**Some records**
■ ■ ■
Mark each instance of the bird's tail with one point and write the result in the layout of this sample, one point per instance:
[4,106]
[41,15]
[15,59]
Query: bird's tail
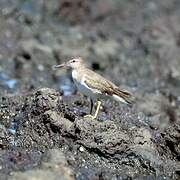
[123,96]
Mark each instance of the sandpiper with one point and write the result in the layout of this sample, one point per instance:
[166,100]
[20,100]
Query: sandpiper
[94,85]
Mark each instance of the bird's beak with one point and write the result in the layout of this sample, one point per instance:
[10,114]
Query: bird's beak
[64,65]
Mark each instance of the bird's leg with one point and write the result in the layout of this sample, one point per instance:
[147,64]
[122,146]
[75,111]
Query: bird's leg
[91,108]
[97,109]
[96,113]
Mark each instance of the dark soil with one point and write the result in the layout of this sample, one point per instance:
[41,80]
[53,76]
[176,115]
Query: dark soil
[43,134]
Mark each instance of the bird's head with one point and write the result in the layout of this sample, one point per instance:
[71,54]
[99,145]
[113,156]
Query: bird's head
[74,63]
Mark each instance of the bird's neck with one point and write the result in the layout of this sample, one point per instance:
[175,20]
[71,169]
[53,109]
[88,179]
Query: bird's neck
[77,73]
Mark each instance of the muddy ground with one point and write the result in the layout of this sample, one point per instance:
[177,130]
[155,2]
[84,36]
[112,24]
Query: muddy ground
[43,134]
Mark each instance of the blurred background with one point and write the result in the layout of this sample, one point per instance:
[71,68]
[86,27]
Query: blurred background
[133,43]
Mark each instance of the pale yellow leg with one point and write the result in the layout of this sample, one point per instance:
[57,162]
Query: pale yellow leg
[96,113]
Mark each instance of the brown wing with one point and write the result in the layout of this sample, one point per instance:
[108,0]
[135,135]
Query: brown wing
[96,81]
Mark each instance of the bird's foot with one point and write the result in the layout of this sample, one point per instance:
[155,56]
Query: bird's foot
[89,117]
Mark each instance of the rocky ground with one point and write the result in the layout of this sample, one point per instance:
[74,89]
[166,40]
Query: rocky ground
[43,134]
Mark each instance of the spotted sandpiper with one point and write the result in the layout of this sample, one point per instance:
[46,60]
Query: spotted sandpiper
[94,85]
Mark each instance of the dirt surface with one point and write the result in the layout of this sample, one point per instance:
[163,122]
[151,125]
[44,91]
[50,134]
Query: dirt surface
[43,134]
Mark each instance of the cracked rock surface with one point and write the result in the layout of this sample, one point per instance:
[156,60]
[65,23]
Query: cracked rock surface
[43,134]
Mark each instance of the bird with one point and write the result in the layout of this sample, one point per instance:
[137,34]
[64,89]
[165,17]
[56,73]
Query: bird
[94,85]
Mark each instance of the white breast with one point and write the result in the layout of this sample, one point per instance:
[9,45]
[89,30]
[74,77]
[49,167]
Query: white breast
[82,87]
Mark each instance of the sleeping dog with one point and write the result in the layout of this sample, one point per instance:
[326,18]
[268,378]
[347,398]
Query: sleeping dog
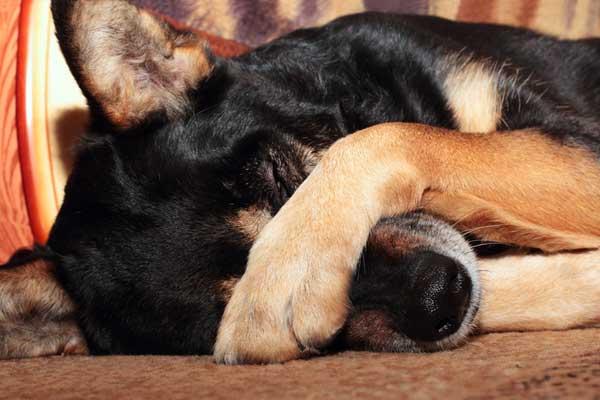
[242,205]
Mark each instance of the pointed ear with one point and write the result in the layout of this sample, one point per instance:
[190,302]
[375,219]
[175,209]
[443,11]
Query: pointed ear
[129,63]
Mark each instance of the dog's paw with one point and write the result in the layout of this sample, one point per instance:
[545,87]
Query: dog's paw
[292,300]
[293,297]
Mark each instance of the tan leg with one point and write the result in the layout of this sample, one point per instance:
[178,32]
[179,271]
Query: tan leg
[540,292]
[294,292]
[37,318]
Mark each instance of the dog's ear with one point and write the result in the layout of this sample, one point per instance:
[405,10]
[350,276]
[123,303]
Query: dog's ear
[129,64]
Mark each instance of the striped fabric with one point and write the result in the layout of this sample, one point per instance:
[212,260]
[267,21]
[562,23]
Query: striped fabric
[253,22]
■ ■ ■
With the line containing "Mark each instance of the tan" as the first and the last line of the records as the final one, print exactly the lines in that span.

**RESULT**
Mark each instance of the tan leg with one point and write the result in the layout of this sample, one point per instance:
[178,32]
[179,271]
Query: tan leg
[540,292]
[294,292]
[37,318]
Mark each instance of the dog's ear with one point and write the result in the layout of this sample, one point per instance:
[405,10]
[350,276]
[123,303]
Query: dog's ear
[129,64]
Mark each instance of the striped fabric with one point and write the result in the layout of this sample, one point per instance:
[212,260]
[267,21]
[562,23]
Query: striped fabric
[253,22]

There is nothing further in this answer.